Oleh: Muhammad Ridha
“Pengajar di madrasah setia mengajarkan studi-studi dan juga pembelajaran privat di bidang filsafat dan ilmu pengetahuan alam, termasuk pengobatan, dan bahwa manuskrip-manuskrip berisi subyek-subyek tersebut bisa didapat di perpustakaan-perpustakaan madrasah dan masjid-masjid sekolah.”
[A.I. Sabra]
Ketika Tezkirici Kose Ibrahim Efendi, seorang intelektual Islam di Turki pada abad ke 17, menerjemahkan ke Bahasa Arab sebuah karya seorang astronom Prancis Noel Durret dengan judul Sajanjal al-Aflak fi Ghayat al-Idrak, dunia Islam baru saja bersentuhan dengan peristiwa revolusi sains yang sedang melanda Eropa. Dia menunjukkan terjemahan tersebut kepada astrolog istana Utsmani, Mehmet Efendi. Salah satu bab dalam buku yang diterjemahkan oleh Ibrahim Efendi tersebut membandingkan model-model dan bagan astronomi buatan Copernicus, Ptolomeus dan Tycho Brahe. Lalu astrolog istana itu, setelah membaca dengan teliti dan tak memahami apa-apa dari buku tersebut bilang: “Orang-orang Eropa banyak sombongnya. Sama seperti yang ini”[1].
Suatu sikap yang kurang berhati-hati memberikan respons atas temuan-temuan baru di dunia sains Eropa yang baru saja menggeliat meninggalkan selangkah-demi selangkah ilmuwan-ilmuwan islam. Tapi apakah respons itu salah dan berlebihan? Mengingat yang menyebutkan ini adalah bagian dari suatu kebudayaan dan sains di dunia luas yang menurut, Tamim Anzari, telah memimpin kemajuan dunia sekitar seribu tahun. Tentu saja taka da hubungannya, astrolog istana menyebutkan sesuatu dengan kebenaran sesuatu yang disebutkan itu jika tanpa pengetahuan dan penelitian mendalam. Tetapi bukankah itu juga bisa dibaca suatu cermin dari superioritas kebudayaan dan kultur sains yang masih tersisa setelah ingatan sosial mereka masih benar-benar lekat bagaimana dunia luas ini mengirim ilmu pengetahuan dan sainsnya ke dunia Kristen Eropa lalu tiba-tiba menjadi lebih unggul dan tulisan dari ilmuwan mereka sedang diterjemahkan masuk ke dunia Islam.
Baiklah. Kita anggap saja ini ‘kesoktahuan’ astronom istana yang tidak ingin terlihat bodoh di hadapan subjek yang didalaminya dengan astronomi gaya lama dan keyakinan geosentrisnya tanpa melihat perubahan di dunia sains modern Eropa yang telah melaju dengan cepat terutama dengan perubahan orientasi menuju heliosentrisme. Tapi mungkin ini tak salah-salah amat. Di tengah dan di antara peristiwa-peristiwa revolusi sains, temuan-temuan para ilmuwan, baik di dunia Islam maupun di dunia barat tidak selalu menunjukkan superioritas sains barat yang baru itu.

▬▬▬▬▬▬

## Tugas yang Diminta
• a. Menurut tulisan tentang sains Islam ini, kepada siapa Ibrahim Efendi menunjukkan terjemahannya?
• b. Dalam tulisan tentang sains Islam ini, siapa saja tokoh yang model dan bagan astronominya dibandingkan dalam salah satu bab buku terjemahan Ibrahim Efendi?
• c. Lanjutkan tulisan tentang sains Islam dan revolusi sains Eropa itu mulai dari kalimat terakhirnya.
Baris-baris data di bawah tidak diperlukan untuk mengerjakan apa pun.

## Data
▬▬▬▬▬▬

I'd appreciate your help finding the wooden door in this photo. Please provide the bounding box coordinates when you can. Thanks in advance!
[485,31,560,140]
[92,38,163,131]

▬▬▬▬▬▬

## Jawaban Tiap Tugas
• a. Kepada astrolog istana Utsmani, Mehmet Efendi.

• b. Copernicus, Ptolomeus, dan Tycho Brahe.

• c.
Sebutlah misal bagaimana astronom Eropa yang sedang di puncak panggung menuju revolusi sains di Eropa, kalah akurat dari temuan astronom Utsmani, Taqi al-Dien (w.1586) yang menggunakan model-model astronomi lama untuk mengukur gerak tahunan dari titik terjauh matahari di lingkaran angkasa. Tycho Brahe mengukur dengan angka 45 detik busur dan Taqi al-Dien mengukur dengan hasil 63 detik busur. Bagaimana dengan pengukuran saat ini? Para ilmuwan mempercayai titik terjauh matahari pada 61 detik busur.Tycho berselisih 16 poin dari angka yang disepakati para ilmuwan saat ini. Sementara Taqi al-Din hanya berselisih 2 detik bujur saja. Selisih akurasi yang sangat jauh berbeda, meski saat itu, Tycho Brahe dianggap lebih unggul, tetapi saat ini, angka itu jelas jauh meleset.
Mungkin karena itu perkataan astronom utsmani di atas, jika dibaca dari kacamata saat ini, seperti menemukan konteksnya. “Orang-orang Eropa banyak sombongnya. Sama seperti yang ini”. Pernyataan ini sebenarnya bisa dianggap sebagai semcam zeitgeist dari suatu dunia Islam yang secara psikologis masih merasa benar dan masih merasa lebih superior dari kebudayaan lain, seperti yang masih disaksikan oleh era Tycho dan Taqi al-Dien.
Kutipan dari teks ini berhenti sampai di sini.